**Selection**

'''

# säkin ympäri / ympäri säkkiä



## Gavril

Is _säkin ympäri / ympäri säkkiä _an idiom in Finnish? If so, what does it mean?

Kiitos


----------



## sakvaka

As far as I know, it isn't. Where have you found it?


----------



## Gavril

sakvaka said:


> As far as I know, it isn't. Where have you found it?



I saw it on a message board discussion a couple of weeks ago, but I can't locate the discussion right now. I'm sure that the phrase contained _säkki_, but I might be wrong about _ympäri_.

What is _säkki _in the context of boxing? That might help resolve the meaning of this idiom.


----------



## Hakro

_Säkki_ is in this case the hanging sack or bag (I couldn't check the correct term) that boxing fighters use for practicing.

There are several possibilities. Here are possible interpretations:

_Hän hyppi säkin ympäri_ = He was jumping around the sack.
_Hän iski ympäri säkkiä_ = He plugged everywhere on the sack.


----------



## sakvaka

Hakro said:


> _Säkki_ is in this case the hanging sack or bag (I couldn't check the correct term) that boxing fighters use for practicing.



_Nyrkkeilysäkki_ = punching bag


----------



## Gavril

Hakro said:


> _Säkki_ is in this case the hanging sack or bag (I couldn't check the correct term) that boxing fighters use for practicing.

'''

**Supplied material**
'''

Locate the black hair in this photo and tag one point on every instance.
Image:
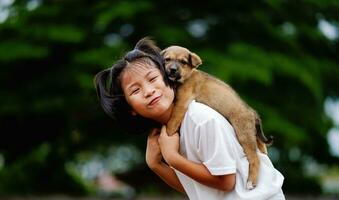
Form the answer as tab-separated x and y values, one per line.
111	96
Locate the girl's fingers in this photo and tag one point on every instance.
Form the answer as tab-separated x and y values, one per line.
154	132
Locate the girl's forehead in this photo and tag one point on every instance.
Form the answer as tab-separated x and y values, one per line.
139	68
137	71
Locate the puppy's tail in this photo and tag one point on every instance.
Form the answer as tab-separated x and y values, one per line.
260	133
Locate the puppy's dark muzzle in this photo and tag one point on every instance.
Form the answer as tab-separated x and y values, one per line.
173	73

'''

**Exercise goal**
Can you carry on the forum thread about the Finnish phrase "säkin ympäri" from the point where it stops?

**Right answer**
It's called a _punching bag_ in American English. (EDIT: I see Sakvaka answered just before I submitted the response.)



> There are several possibilities. Here are possible interpretations:
> 
> _Hän hyppi säkin ympäri_ = He was jumping around the sack.



Could this mean (metaphorically) that someone was avoiding an issue?



> _Hän iski ympäri säkkiä_ = He plugged everywhere on the sack.



I.e., he was covering all the relevant issues?


----------



## Hakro

Gavril said:


> Could this mean (metaphorically) that someone was avoiding an issue?
> I.e., he was covering all the relevant issues?


Both of your interpretations, Gavril, can be metaphorically applicable, but without further context I can't be sure.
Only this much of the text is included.